→ **What the task asks**
Once you have read the entries, please say how many lines hold the string "noun", giving the number only.

→ **The records**
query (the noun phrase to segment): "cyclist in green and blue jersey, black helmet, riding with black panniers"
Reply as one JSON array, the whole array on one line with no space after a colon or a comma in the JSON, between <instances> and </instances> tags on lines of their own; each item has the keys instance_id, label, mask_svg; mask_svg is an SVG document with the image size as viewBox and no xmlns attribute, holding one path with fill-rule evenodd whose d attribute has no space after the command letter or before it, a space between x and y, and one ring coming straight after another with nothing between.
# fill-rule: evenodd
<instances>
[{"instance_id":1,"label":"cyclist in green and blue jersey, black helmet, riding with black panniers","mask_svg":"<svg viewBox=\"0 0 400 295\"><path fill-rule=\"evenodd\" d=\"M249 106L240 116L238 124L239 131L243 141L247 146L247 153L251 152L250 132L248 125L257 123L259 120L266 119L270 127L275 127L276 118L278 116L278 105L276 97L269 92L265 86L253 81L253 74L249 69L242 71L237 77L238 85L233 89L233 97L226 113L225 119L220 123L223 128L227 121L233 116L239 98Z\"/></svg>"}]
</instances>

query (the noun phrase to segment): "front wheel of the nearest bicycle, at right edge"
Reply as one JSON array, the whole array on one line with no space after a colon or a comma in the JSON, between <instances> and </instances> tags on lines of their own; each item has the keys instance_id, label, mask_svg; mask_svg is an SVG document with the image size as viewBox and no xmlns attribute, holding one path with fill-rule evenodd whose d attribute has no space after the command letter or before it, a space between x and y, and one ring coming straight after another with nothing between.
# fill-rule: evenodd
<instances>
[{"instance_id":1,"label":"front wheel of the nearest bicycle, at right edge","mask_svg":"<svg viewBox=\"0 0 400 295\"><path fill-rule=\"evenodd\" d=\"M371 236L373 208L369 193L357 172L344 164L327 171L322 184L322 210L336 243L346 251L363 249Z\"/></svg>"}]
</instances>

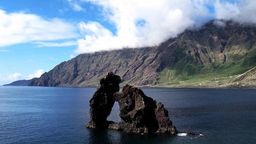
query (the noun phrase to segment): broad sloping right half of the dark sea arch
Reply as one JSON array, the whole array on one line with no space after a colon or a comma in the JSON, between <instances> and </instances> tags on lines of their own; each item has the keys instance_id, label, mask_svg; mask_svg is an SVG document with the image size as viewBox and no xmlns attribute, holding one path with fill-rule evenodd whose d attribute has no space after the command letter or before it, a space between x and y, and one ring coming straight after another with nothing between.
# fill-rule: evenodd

→ **Answer space**
3